**What is being asked:**
Rewrite the records below, replacing "bounding box" with "box coordinates" everywhere and changing nothing else.

**Supplied records:**
[start]

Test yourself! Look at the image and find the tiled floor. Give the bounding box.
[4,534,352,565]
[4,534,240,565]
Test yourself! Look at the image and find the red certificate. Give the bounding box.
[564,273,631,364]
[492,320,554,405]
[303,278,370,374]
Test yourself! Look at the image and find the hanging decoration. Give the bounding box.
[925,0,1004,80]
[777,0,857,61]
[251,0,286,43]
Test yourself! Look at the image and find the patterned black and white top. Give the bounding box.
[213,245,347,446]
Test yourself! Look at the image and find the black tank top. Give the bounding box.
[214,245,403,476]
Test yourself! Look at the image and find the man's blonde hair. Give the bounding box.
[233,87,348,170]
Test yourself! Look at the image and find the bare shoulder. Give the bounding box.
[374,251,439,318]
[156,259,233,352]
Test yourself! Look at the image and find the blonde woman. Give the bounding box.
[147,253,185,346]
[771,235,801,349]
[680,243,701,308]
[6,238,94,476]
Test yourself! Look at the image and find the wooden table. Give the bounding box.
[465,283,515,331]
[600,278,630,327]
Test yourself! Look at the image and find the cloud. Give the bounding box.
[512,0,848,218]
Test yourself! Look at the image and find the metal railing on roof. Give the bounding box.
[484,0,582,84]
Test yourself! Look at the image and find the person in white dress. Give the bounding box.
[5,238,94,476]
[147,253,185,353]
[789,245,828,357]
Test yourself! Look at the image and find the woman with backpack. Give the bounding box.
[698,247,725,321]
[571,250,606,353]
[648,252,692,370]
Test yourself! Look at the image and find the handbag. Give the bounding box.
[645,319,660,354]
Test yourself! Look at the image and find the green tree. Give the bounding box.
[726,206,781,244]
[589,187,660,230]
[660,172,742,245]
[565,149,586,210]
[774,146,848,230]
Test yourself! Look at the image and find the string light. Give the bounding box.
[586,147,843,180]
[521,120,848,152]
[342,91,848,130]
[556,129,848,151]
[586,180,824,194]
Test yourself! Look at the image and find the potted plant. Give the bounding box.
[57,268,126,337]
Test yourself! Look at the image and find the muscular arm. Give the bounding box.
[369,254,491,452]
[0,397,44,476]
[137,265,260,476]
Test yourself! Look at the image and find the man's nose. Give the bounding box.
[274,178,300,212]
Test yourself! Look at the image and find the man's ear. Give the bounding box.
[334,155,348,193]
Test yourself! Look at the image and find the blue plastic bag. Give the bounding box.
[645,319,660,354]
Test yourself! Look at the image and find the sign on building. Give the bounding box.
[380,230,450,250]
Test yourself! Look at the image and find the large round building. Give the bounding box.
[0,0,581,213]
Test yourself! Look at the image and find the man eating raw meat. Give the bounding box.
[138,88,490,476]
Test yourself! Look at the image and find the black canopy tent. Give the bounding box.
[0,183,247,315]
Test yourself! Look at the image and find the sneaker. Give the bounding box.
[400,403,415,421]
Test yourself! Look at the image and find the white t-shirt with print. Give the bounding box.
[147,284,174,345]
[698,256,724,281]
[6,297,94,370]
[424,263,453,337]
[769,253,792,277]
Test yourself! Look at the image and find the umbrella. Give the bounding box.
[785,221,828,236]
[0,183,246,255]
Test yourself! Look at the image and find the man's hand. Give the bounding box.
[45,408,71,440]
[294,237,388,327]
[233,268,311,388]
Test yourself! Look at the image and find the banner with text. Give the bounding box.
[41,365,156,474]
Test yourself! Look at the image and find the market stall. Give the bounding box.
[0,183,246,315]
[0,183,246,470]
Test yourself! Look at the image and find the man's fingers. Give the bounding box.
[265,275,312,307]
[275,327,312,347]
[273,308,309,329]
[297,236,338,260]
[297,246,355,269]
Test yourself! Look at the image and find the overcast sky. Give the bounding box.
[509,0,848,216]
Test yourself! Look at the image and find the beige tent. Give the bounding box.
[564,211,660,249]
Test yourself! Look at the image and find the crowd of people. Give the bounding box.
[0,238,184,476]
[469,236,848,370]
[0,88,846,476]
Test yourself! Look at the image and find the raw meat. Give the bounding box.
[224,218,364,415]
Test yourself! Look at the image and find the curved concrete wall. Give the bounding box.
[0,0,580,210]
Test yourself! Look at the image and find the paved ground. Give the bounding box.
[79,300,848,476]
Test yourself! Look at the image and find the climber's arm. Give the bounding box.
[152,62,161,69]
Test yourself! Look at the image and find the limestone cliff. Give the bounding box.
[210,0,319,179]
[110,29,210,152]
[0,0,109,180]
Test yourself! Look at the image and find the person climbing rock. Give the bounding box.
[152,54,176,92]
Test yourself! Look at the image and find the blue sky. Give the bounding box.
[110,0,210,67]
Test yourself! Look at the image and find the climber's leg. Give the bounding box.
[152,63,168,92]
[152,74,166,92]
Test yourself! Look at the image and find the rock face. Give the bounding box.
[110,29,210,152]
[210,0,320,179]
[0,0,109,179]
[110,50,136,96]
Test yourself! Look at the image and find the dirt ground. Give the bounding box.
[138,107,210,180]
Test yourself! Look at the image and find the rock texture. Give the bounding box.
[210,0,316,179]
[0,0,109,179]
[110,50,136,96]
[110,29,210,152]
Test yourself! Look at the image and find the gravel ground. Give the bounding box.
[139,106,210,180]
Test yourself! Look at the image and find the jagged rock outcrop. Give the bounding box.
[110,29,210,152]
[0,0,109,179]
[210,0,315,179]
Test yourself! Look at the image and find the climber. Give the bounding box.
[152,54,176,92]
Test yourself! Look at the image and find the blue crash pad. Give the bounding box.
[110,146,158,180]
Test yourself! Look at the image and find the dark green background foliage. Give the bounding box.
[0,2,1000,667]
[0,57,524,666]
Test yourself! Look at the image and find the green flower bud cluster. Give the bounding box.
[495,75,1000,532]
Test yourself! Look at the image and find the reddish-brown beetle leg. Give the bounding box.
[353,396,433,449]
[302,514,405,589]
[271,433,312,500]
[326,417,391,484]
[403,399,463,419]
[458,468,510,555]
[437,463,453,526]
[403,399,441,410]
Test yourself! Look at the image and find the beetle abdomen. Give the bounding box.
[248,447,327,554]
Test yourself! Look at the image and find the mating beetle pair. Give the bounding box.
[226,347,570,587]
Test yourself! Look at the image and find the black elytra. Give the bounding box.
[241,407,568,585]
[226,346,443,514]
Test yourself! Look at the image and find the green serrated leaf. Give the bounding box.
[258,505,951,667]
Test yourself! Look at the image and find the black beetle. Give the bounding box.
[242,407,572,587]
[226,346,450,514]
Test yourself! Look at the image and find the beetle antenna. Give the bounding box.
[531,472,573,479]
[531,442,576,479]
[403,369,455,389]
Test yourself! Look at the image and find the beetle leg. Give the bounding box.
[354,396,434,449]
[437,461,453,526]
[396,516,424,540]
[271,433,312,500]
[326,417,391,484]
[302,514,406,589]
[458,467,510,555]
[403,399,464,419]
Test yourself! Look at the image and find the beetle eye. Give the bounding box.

[end]

**Answer:**
Test yourself! Look at the image and find the tiled floor. Give the box coordinates.
[4,534,352,565]
[4,534,240,565]
Test yourself! Look at the image and find the red certificate. Give the box coordinates.
[564,273,631,364]
[492,320,554,405]
[303,278,370,374]
Test yourself! Look at the image and find the hanging decoration. Give the box coordinates.
[925,0,1004,80]
[777,0,857,61]
[251,0,286,43]
Test yourself! Look at the image and find the patterned black and white top. Give the box coordinates.
[213,245,347,446]
Test yourself! Look at the image and find the black tank top. Give the box coordinates.
[214,245,403,476]
Test yourself! Look at the image and find the man's blonde hair. Give the box coordinates.
[233,87,348,170]
Test yourself! Look at the image and find the bare shoulder. Give the box coordinates.
[374,251,439,318]
[156,259,233,352]
Test yourself! Look at the image and find the blonde woman. Give the box coordinates.
[147,253,185,346]
[771,235,801,349]
[680,243,701,308]
[6,238,94,476]
Test yourself! Look at the image and find the wooden table. Give the box coordinates.
[465,283,515,331]
[600,278,630,327]
Test yourself! Look at the image and find the cloud. Give the box coordinates.
[512,0,848,218]
Test yourself! Look at the image and find the metal railing on roof. Give the box coordinates.
[484,0,582,84]
Test yourself! Look at the image and find the person in white dress. Give the box coordinates.
[5,238,94,476]
[147,253,185,353]
[789,245,828,357]
Test yourself! Look at the image and find the woman with backpack. Give the box coordinates.
[698,247,725,321]
[571,250,606,353]
[648,252,692,370]
Test yourself! Look at the image and find the handbag. Give the box coordinates.
[645,319,660,354]
Test yourself! Look at the image and find the green tree. Give the box coordinates.
[726,206,781,244]
[589,187,660,230]
[660,172,742,245]
[565,149,586,210]
[774,146,848,230]
Test yourself! Look at the image and find the string light. Give the box coordinates.
[586,147,843,180]
[521,120,848,152]
[342,91,848,130]
[556,129,848,151]
[586,180,824,194]
Test yourself! Look at the image and find the potted plant. Give the box coordinates.
[57,268,126,337]
Test yourself! Look at the image and find the muscular arm. Give the box coordinates.
[369,254,491,452]
[0,397,44,476]
[137,265,260,476]
Test yourself! Look at the image and find the man's nose. Give the box coordinates.
[274,178,300,212]
Test yourself! Look at the image and find the man's ear. Give the box coordinates.
[334,155,348,193]
Test yourself! Look at the image and find the blue plastic bag. Give the box coordinates.
[645,319,660,354]
Test yourself! Look at the image and find the sign on building. Give the box coordinates.
[380,230,450,250]
Test yourself! Look at the image and find the large round building. Give the box coordinates.
[0,0,581,213]
Test yourself! Look at the image and find the man eating raw meat. Give the box coordinates.
[138,88,490,476]
Test yourself! Look at the image and find the black canopy tent. Give the box coordinates.
[0,183,247,315]
Test yourself! Look at the image and find the sneaker. Give the box coordinates.
[400,403,415,421]
Test yourself! Look at the image and find the white t-shirt with print. Give the box coordinates.
[147,284,174,345]
[698,256,724,281]
[6,297,94,370]
[424,263,453,337]
[769,253,792,277]
Test yourself! Look at the image and find the umbrella. Give the box coordinates.
[785,221,828,236]
[0,183,246,255]
Test yourself! Look at the image and find the man's hand. Give the box coordinates.
[45,408,71,440]
[294,237,388,327]
[233,268,311,388]
Test yourself! Look at the image and find the banner with text. Give the box coordinates.
[41,365,156,474]
Test yourself! Look at the image and find the market stall. Give the box coordinates.
[0,183,246,315]
[0,183,246,470]
Test yourself! Look at the image and find the man's fingers. Give the box coordinates.
[265,275,312,307]
[275,327,312,347]
[273,308,309,329]
[297,236,338,260]
[297,246,355,269]
Test yourself! Look at the image and find the overcast sky. Give the box coordinates.
[509,0,848,216]
Test yourself! Look at the image and find the beige tent. Give the box coordinates.
[564,211,660,249]
Test yourself! Look at the image and find the crowd of people. Give the box coordinates.
[0,238,184,476]
[469,236,848,370]
[0,88,846,476]
Test yourself! Look at the image and find the raw meat. Give the box coordinates.
[224,218,364,415]
Test yourself! Look at the image and find the curved concrete wall. Give the box coordinates.
[0,0,580,210]
Test yourself! Look at the image and find the paved ground. Give the box coordinates.
[79,300,848,476]
Test yourself! Look at the image and find the climber's arm. Give the box coordinates.
[152,62,161,69]
Test yourself! Look at the image and find the limestone cliff. Give the box coordinates.
[210,0,319,179]
[110,29,210,152]
[0,0,109,180]
Test yourself! Look at the image and find the person climbing rock. Give the box coordinates.
[152,54,176,92]
Test yourself! Look at the image and find the blue sky. Give the box coordinates.
[110,0,210,67]
Test yourself! Look at the image and find the climber's leg. Give the box coordinates.
[152,63,168,92]
[152,74,166,92]
Test yourself! Look at the image and find the rock face. Give the box coordinates.
[110,29,210,152]
[210,0,320,179]
[0,0,109,179]
[110,50,136,96]
Test yourself! Look at the image and find the dirt ground. Give the box coordinates.
[138,107,210,180]
Test yourself! Look at the image and find the rock texture. Give the box coordinates.
[210,0,316,179]
[0,0,109,179]
[110,50,136,96]
[110,29,210,152]
Test yourself! Look at the image and find the gravel ground. Give the box coordinates.
[139,106,210,180]
Test yourself! Look at the image and find the jagged rock outcrop. Give the box coordinates.
[110,29,210,152]
[0,0,109,179]
[210,0,315,179]
Test yourself! Look at the image and find the climber. Give the box coordinates.
[152,54,176,92]
Test yourself! Look at the image and find the blue crash pad. Give the box coordinates.
[110,146,158,180]
Test yourself! Look at the image and find the dark green background foliage. Give the box coordinates.
[0,2,1000,667]
[0,57,524,666]
Test yourself! Look at the image and find the green flower bud cluster. Give the box coordinates.
[495,75,1000,532]
Test yourself! Look at the image and find the reddish-brown beetle leg. Give the box coordinates.
[353,396,433,449]
[302,514,405,589]
[271,433,312,500]
[326,417,391,484]
[403,399,463,419]
[458,468,510,555]
[437,463,453,526]
[403,399,441,410]
Test yourself! Look at the image and find the beetle abdomen. Give the box coordinates.
[248,447,327,554]
Test yourself! Look at the image and find the mating beetle pair. Give the box coordinates.
[226,347,570,587]
Test yourself! Look at the image and find the black elytra. Give the box coordinates.
[241,407,568,585]
[226,346,443,514]
Test yourself! Look at the image and find the green serrated leaf. Give the box coordinates.
[258,505,951,667]
Test yourself! Look at the image and find the black beetle. Give the box coordinates.
[242,407,572,587]
[226,346,450,514]
Test yourself! Look at the image and find the beetle antenna. Give the box coordinates.
[531,472,573,479]
[531,442,576,479]
[403,369,455,389]
Test yourself! Look at the image and find the beetle leg. Give the box coordinates.
[354,396,434,449]
[437,461,453,526]
[396,516,424,540]
[271,433,312,500]
[326,417,391,484]
[302,514,406,589]
[458,467,510,555]
[403,399,464,419]
Test yourself! Look at the image and find the beetle eye. Give the box coordinates.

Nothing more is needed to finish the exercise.